6. The method of claim 5 , wherein the scaled bit stream is one of a multiple of scaled bit streams and the data rate of each individual bit stream is controlled independently, with the constraint that the sum of individual data rates must not exceed a maximum total data rate, each said data rate being dynamically controlled in time in accordance with decoded signal quality across all bit streams.
7. The method of claim 1 , wherein the residual components are derived from a residual signal between the input signal and the tonal components, whereby tonal components that are eliminated to form the scaled bit stream are also removed from the residual signal.
8. The method of claim 1 , wherein the residual components include time-sample components and scale factor components that modify the time-sample components at different time scales and/or frequency resolutions.
9. The method of claim 8 , wherein the time-sample components are represented by a grid G and the scale factor components comprise a series of one or more grids G 0 , G 1 at multiple time scales and frequency resolutions that are applied to the time-sample components by dividing the grid G by grid elements of G 0 , G 1 in the time/frequency plane, each grid G 0 , G 1 having a different number of scale factors in time and/or frequency.
10. The method of claim 8 , wherein the scale factors are encoded by applying a two-dimensional transform to the scale factor components and quantizing the transform coefficients.
11. The method of claim 10 , wherein the transform is a two-dimensional Discrete Cosine Transform.
12. A method of claim 1 , wherein the HFB decomposes the input signal into transform coefficients at successively lower frequency resolution levels at successive iterations, wherein said tonal and residual components are extracted by: extracting tonal components from the transform coefficients at each iteration, quantizing and storing the extracted tonal components in a tone list; removing the tonal components from the input signal to pass a residual signal to the next iteration of the HFB; and applying a final inverse transform with relatively lower frequency resolution than the final iteration of the HFB to the residual signal to extract the residual components.
13. The method of claim 12 , further comprising: removing some of the tonal components from the tone list after the final iteration; and locally decoding and inverse quantizing the removed quantized tonal components, and combining them with the residual signal at the final iteration.
14. The method of claim 13 , wherein at least some of the relatively strong tonal components removed from the list are not locally decoded and recombined.
15. The method of claim 12 , wherein the tonal components at each frequency resolution are extracted by: identifying the desired tonal components through application of a perceptual model; selecting the most perceptually significant of the transform coefficients; storing parameters of each selected transform coefficient as the tonal component, said parameters including the amplitude, frequency, phase, and position in the frame of the corresponding transform coefficient; and quantizing and encoding the parameters for each tonal component in the tone list for insertion into the bit stream.

_Goal a_.
Substitute "adaptively" for "dynamically" in the patent claims, then write out the part starting at "6. The method" and ending at "all bit streams.".
The patent claims have no connection to the listing.

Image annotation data
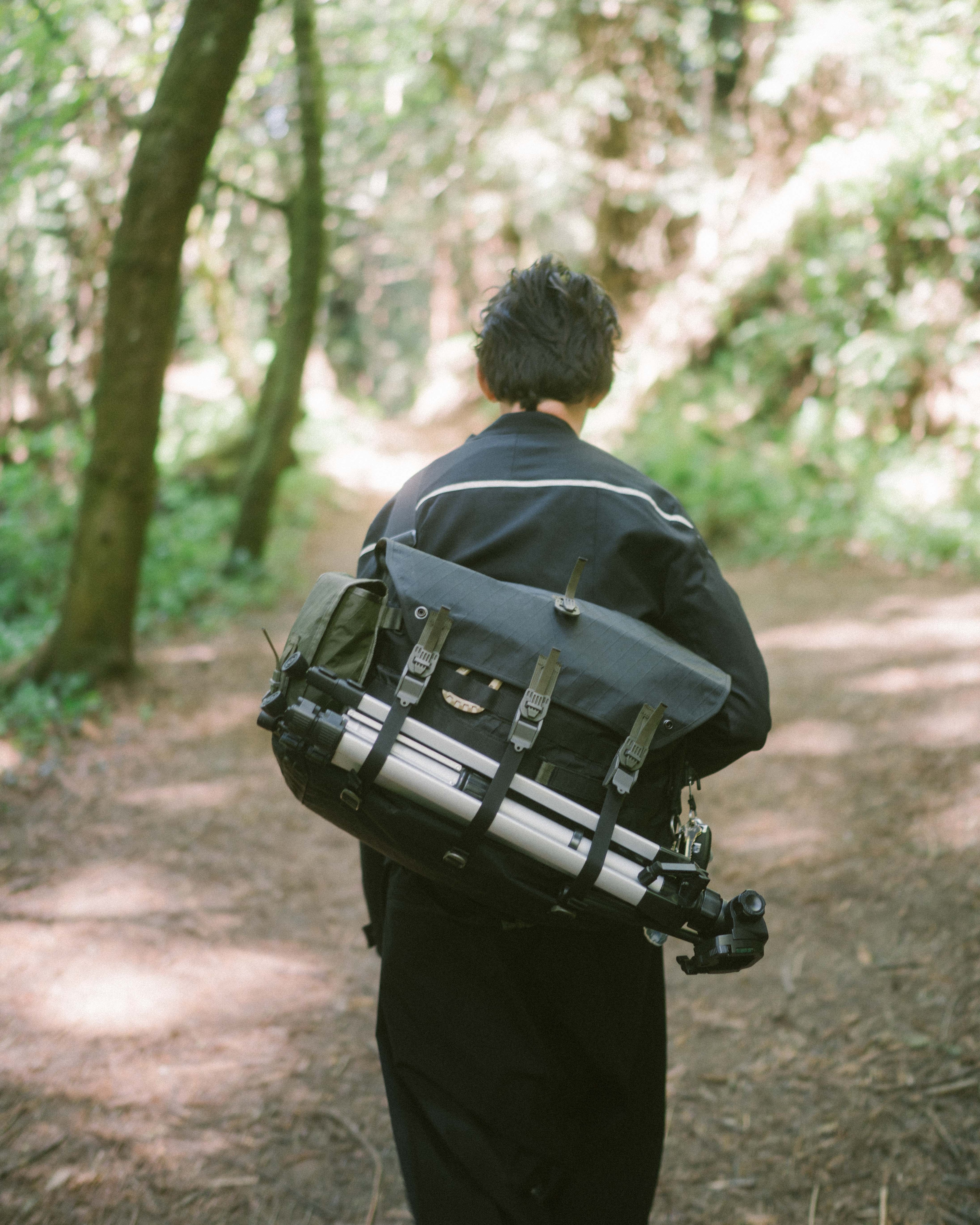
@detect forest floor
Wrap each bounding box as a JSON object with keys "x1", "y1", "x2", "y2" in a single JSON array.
[{"x1": 0, "y1": 487, "x2": 980, "y2": 1225}]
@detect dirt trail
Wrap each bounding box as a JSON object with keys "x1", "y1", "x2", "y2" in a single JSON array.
[{"x1": 0, "y1": 507, "x2": 980, "y2": 1225}]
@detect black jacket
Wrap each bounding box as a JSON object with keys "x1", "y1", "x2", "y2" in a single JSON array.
[{"x1": 359, "y1": 412, "x2": 770, "y2": 778}]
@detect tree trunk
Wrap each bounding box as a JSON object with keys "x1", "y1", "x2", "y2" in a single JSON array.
[
  {"x1": 229, "y1": 0, "x2": 325, "y2": 568},
  {"x1": 31, "y1": 0, "x2": 260, "y2": 677}
]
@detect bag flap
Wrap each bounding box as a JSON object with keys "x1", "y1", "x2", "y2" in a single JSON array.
[{"x1": 378, "y1": 540, "x2": 731, "y2": 749}]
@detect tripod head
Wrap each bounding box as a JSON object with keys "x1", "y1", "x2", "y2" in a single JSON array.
[{"x1": 677, "y1": 889, "x2": 769, "y2": 974}]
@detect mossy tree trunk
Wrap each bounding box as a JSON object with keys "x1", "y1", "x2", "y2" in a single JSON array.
[
  {"x1": 29, "y1": 0, "x2": 260, "y2": 677},
  {"x1": 229, "y1": 0, "x2": 325, "y2": 568}
]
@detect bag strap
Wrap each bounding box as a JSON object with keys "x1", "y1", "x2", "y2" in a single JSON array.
[
  {"x1": 442, "y1": 647, "x2": 561, "y2": 868},
  {"x1": 554, "y1": 702, "x2": 666, "y2": 910},
  {"x1": 340, "y1": 605, "x2": 452, "y2": 808}
]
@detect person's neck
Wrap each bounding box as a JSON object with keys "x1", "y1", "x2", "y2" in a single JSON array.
[{"x1": 500, "y1": 399, "x2": 592, "y2": 435}]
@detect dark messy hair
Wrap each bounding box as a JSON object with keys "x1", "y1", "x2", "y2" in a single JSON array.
[{"x1": 476, "y1": 255, "x2": 622, "y2": 409}]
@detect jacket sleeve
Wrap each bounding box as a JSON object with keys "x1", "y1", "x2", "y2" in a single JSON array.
[{"x1": 659, "y1": 535, "x2": 772, "y2": 778}]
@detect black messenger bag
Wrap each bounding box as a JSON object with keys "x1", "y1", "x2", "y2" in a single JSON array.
[{"x1": 259, "y1": 538, "x2": 766, "y2": 973}]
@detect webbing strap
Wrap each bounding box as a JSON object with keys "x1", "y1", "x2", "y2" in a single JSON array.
[
  {"x1": 560, "y1": 702, "x2": 666, "y2": 902},
  {"x1": 451, "y1": 741, "x2": 522, "y2": 862},
  {"x1": 340, "y1": 605, "x2": 452, "y2": 808},
  {"x1": 442, "y1": 647, "x2": 561, "y2": 867},
  {"x1": 357, "y1": 702, "x2": 412, "y2": 783},
  {"x1": 562, "y1": 787, "x2": 626, "y2": 900}
]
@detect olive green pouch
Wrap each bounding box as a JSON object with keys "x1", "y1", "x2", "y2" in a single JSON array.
[{"x1": 272, "y1": 571, "x2": 401, "y2": 702}]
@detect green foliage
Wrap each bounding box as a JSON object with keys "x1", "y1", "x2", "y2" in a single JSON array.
[
  {"x1": 0, "y1": 675, "x2": 103, "y2": 752},
  {"x1": 0, "y1": 427, "x2": 328, "y2": 665},
  {"x1": 630, "y1": 148, "x2": 980, "y2": 566}
]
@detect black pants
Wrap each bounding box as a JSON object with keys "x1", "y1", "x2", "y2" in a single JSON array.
[{"x1": 377, "y1": 867, "x2": 666, "y2": 1225}]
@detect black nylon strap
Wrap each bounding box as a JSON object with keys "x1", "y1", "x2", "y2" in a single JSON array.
[
  {"x1": 340, "y1": 605, "x2": 452, "y2": 808},
  {"x1": 561, "y1": 787, "x2": 626, "y2": 900},
  {"x1": 458, "y1": 742, "x2": 522, "y2": 855},
  {"x1": 357, "y1": 701, "x2": 412, "y2": 783},
  {"x1": 442, "y1": 647, "x2": 561, "y2": 868}
]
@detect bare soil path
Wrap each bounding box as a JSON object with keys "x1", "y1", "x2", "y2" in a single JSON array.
[{"x1": 0, "y1": 506, "x2": 980, "y2": 1225}]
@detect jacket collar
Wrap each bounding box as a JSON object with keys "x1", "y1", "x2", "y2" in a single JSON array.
[{"x1": 480, "y1": 409, "x2": 578, "y2": 438}]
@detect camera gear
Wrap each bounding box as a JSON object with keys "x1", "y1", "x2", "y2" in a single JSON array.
[{"x1": 259, "y1": 539, "x2": 767, "y2": 974}]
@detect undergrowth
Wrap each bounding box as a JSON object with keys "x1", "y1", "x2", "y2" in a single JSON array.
[
  {"x1": 0, "y1": 426, "x2": 328, "y2": 752},
  {"x1": 625, "y1": 152, "x2": 980, "y2": 571}
]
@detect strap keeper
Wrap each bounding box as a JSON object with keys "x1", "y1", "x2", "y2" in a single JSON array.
[
  {"x1": 507, "y1": 647, "x2": 561, "y2": 753},
  {"x1": 555, "y1": 557, "x2": 588, "y2": 616},
  {"x1": 442, "y1": 647, "x2": 561, "y2": 868},
  {"x1": 395, "y1": 604, "x2": 452, "y2": 707}
]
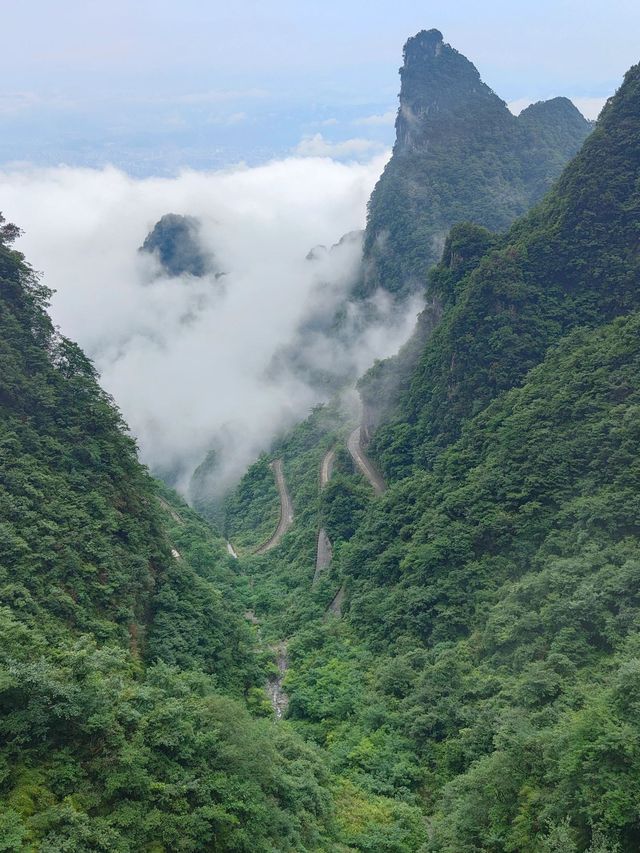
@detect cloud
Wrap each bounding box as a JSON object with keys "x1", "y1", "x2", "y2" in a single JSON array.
[
  {"x1": 294, "y1": 133, "x2": 385, "y2": 160},
  {"x1": 0, "y1": 156, "x2": 417, "y2": 496},
  {"x1": 507, "y1": 96, "x2": 607, "y2": 119},
  {"x1": 352, "y1": 109, "x2": 398, "y2": 127}
]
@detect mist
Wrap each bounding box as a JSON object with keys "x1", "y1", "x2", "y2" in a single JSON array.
[{"x1": 0, "y1": 152, "x2": 420, "y2": 494}]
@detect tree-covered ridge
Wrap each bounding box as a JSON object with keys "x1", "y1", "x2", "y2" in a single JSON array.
[
  {"x1": 362, "y1": 30, "x2": 591, "y2": 296},
  {"x1": 0, "y1": 219, "x2": 338, "y2": 853},
  {"x1": 368, "y1": 59, "x2": 640, "y2": 475},
  {"x1": 218, "y1": 56, "x2": 640, "y2": 853},
  {"x1": 332, "y1": 313, "x2": 640, "y2": 851}
]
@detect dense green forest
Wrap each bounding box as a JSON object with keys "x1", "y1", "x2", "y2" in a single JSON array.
[
  {"x1": 0, "y1": 34, "x2": 640, "y2": 853},
  {"x1": 222, "y1": 58, "x2": 640, "y2": 853},
  {"x1": 0, "y1": 220, "x2": 338, "y2": 853}
]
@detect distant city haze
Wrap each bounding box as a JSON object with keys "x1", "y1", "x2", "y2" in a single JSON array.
[{"x1": 0, "y1": 0, "x2": 640, "y2": 176}]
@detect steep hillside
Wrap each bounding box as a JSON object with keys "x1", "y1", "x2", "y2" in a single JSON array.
[
  {"x1": 220, "y1": 60, "x2": 640, "y2": 853},
  {"x1": 0, "y1": 220, "x2": 339, "y2": 853},
  {"x1": 364, "y1": 66, "x2": 640, "y2": 474},
  {"x1": 362, "y1": 30, "x2": 591, "y2": 296}
]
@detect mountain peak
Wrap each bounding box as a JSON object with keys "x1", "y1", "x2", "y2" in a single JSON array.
[
  {"x1": 396, "y1": 30, "x2": 504, "y2": 152},
  {"x1": 403, "y1": 30, "x2": 444, "y2": 66}
]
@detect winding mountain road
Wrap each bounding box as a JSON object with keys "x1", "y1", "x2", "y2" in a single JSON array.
[
  {"x1": 311, "y1": 447, "x2": 336, "y2": 586},
  {"x1": 347, "y1": 427, "x2": 387, "y2": 495},
  {"x1": 253, "y1": 459, "x2": 293, "y2": 554}
]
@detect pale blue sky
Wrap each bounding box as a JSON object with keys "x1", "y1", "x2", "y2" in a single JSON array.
[{"x1": 0, "y1": 0, "x2": 640, "y2": 174}]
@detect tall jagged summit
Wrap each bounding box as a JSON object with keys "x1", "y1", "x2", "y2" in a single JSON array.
[
  {"x1": 395, "y1": 30, "x2": 506, "y2": 153},
  {"x1": 361, "y1": 30, "x2": 591, "y2": 298},
  {"x1": 139, "y1": 213, "x2": 220, "y2": 278}
]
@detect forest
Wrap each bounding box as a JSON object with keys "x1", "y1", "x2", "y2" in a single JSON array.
[{"x1": 0, "y1": 31, "x2": 640, "y2": 853}]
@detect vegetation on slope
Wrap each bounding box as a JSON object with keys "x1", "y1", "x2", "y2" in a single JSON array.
[
  {"x1": 0, "y1": 220, "x2": 338, "y2": 853},
  {"x1": 220, "y1": 61, "x2": 640, "y2": 853}
]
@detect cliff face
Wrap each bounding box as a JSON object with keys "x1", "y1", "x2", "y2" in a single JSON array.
[
  {"x1": 140, "y1": 213, "x2": 218, "y2": 278},
  {"x1": 360, "y1": 30, "x2": 591, "y2": 297}
]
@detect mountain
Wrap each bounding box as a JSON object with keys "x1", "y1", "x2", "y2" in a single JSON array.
[
  {"x1": 360, "y1": 30, "x2": 591, "y2": 297},
  {"x1": 140, "y1": 213, "x2": 221, "y2": 278},
  {"x1": 222, "y1": 65, "x2": 640, "y2": 853},
  {"x1": 365, "y1": 57, "x2": 640, "y2": 476},
  {"x1": 0, "y1": 217, "x2": 335, "y2": 853}
]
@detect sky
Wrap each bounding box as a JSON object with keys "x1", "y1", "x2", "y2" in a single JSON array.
[
  {"x1": 0, "y1": 0, "x2": 640, "y2": 176},
  {"x1": 0, "y1": 0, "x2": 640, "y2": 494}
]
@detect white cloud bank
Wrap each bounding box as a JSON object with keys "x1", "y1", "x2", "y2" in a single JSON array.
[
  {"x1": 352, "y1": 109, "x2": 398, "y2": 127},
  {"x1": 294, "y1": 133, "x2": 385, "y2": 160},
  {"x1": 0, "y1": 155, "x2": 417, "y2": 488}
]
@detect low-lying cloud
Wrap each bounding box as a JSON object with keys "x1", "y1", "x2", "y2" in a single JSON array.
[{"x1": 0, "y1": 154, "x2": 418, "y2": 490}]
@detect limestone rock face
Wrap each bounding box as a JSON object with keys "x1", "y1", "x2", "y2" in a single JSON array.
[
  {"x1": 360, "y1": 30, "x2": 592, "y2": 298},
  {"x1": 140, "y1": 213, "x2": 218, "y2": 278}
]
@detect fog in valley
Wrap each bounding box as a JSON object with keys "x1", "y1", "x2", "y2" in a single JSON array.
[{"x1": 0, "y1": 154, "x2": 420, "y2": 494}]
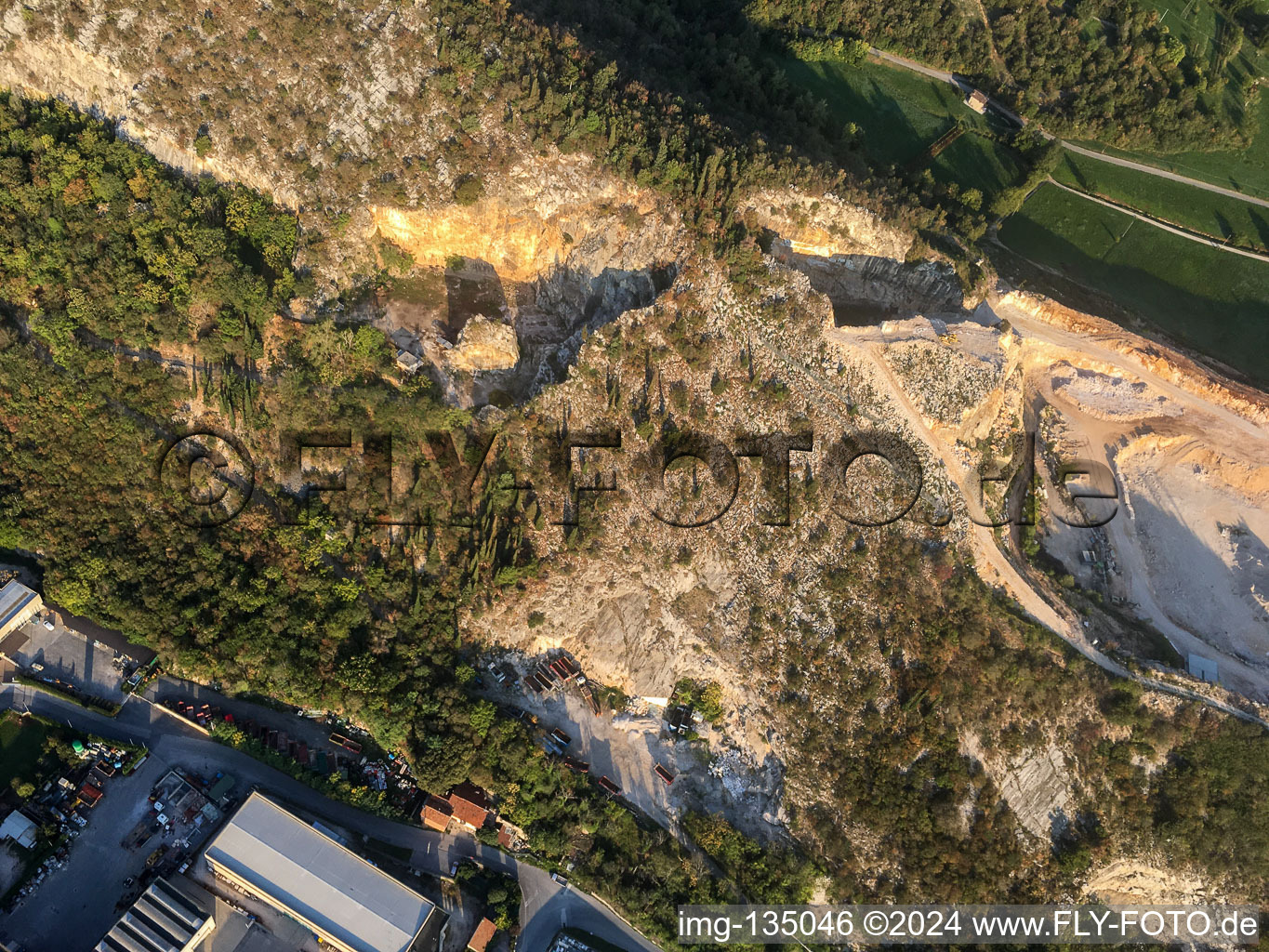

_Goal b_.
List every line of the listing that contains the string "tree", treating case as significant.

_Result a_.
6. The method of claim 5 , wherein the scaled bit stream is one of a multiple of scaled bit streams and the data rate of each individual bit stream is controlled independently, with the constraint that the sum of individual data rates must not exceed a maximum total data rate, each said data rate being adaptively controlled in time in accordance with decoded signal quality across all bit streams.

_Result b_.
@detect tree trunk
@detect mossy tree trunk
@detect tree-covered ridge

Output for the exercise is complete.